--- Begin PASSAGE SHOWN ---
William Godfrey (1889–1963) was an English Cardinal of the Roman Catholic Church. He served as Archbishop of Westminster and de facto primate of England and Wales from 1956 until his death, and was elevated to the cardinalate in 1958.

Biography
William Godfrey was born in Liverpool to George and Mary Godfrey. His father was a haulage contractor. He leaned towards the priesthood from an early age, never taking any alternative into serious consideration. After studying at Ushaw College, Durham, and the English College, Rome, he was ordained a priest on 28 October 1916 in Rome. He then finished his studies in 1918, obtaining his doctorates in theology and philosophy in 1917, and did pastoral work in Liverpool until 1919. He taught Classics, Philosophy and Theology at Ushaw from 1918 to 1930, the year when he was appointed rector of the English College, Rome and given the title Monsignor (28 October). At the college, the strict priest was known to his students as "Uncle Bill". In 1935, Godfrey was made a member of the Pontifical Commission to Malta, and attended in an official capacity the 1937 coronation of King George VI and Queen Elizabeth.

On 21 November 1938, Mgr Godfrey was appointed Titular Archbishop of Cius and first Apostolic Delegate to Great Britain, Gibraltar and Malta. Godfrey, who was the first papal representative to England since the Reformation, received his episcopal consecration on the following 21 December, in the chapel of the English College from Cardinal Raffaele Rossi, OCD, with Archbishop Luigi Traglia and Bishop Ralph Hayes serving as co-consecrators. He was also chargé d'affaires of the Holy See to the Polish government-in-exile in London in 1943. He left these diplomatic posts on 10 November 1953 when he was made Archbishop of Liverpool.
--- End PASSAGE SHOWN ---
--- Begin LISTED RECORDS ---
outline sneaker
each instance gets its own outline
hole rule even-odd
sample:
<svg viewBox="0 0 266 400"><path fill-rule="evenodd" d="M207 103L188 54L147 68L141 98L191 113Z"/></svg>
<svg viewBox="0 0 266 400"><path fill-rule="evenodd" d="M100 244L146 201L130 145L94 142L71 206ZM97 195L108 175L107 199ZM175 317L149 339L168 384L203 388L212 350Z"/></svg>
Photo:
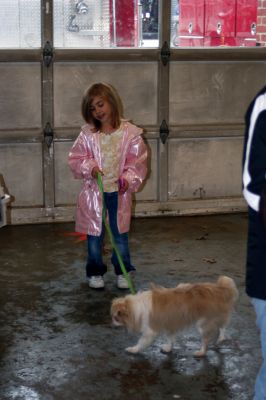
--- End LISTED RECORDS ---
PROMPT 1
In the biography of Cardinal William Godfrey, what brought his diplomatic posts to an end in 1953? Answer in one to three sentences.
PROMPT 2
Name every subject that, according to the Godfrey biography, he taught at Ushaw between 1918 and 1930.
PROMPT 3
Extend the biography of Cardinal William Godfrey, starting after its final sentence about his appointment as Archbishop of Liverpool.

TASK OUTPUT 1
Godfrey left his diplomatic posts on 10 November 1953 because he was made Archbishop of Liverpool on that date.

TASK OUTPUT 2
Classics, Philosophy and Theology.

TASK OUTPUT 3
Pope Pius XII appointed Godfrey Archbishop of Westminster, and thus the ranking prelate of the Catholic Church in England and Wales, on 3 December 1956. During his installation, Godfrey condemned Communism and professed his mission as bringing England "back to the love of Christ". He was vehemently opposed to birth control. At one point in his tenure, he caused some mirth by calling for English Catholics to feed their pets less during Lent.

Archbishop Godfrey was created Cardinal-Priest by Pope John XXIII in the consistory of 15 December 1958 and was assigned the title of Ss. Nereo ed Achilleo.

Godfrey, who enjoyed the piano and sports, lived long enough to attend only the first session of the Second Vatican Council in 1962. In January 1963, he died from a heart attack in London, at age 73. He is buried in Westminster Cathedral. His likeness was sculpted by Arthur Fleischmann.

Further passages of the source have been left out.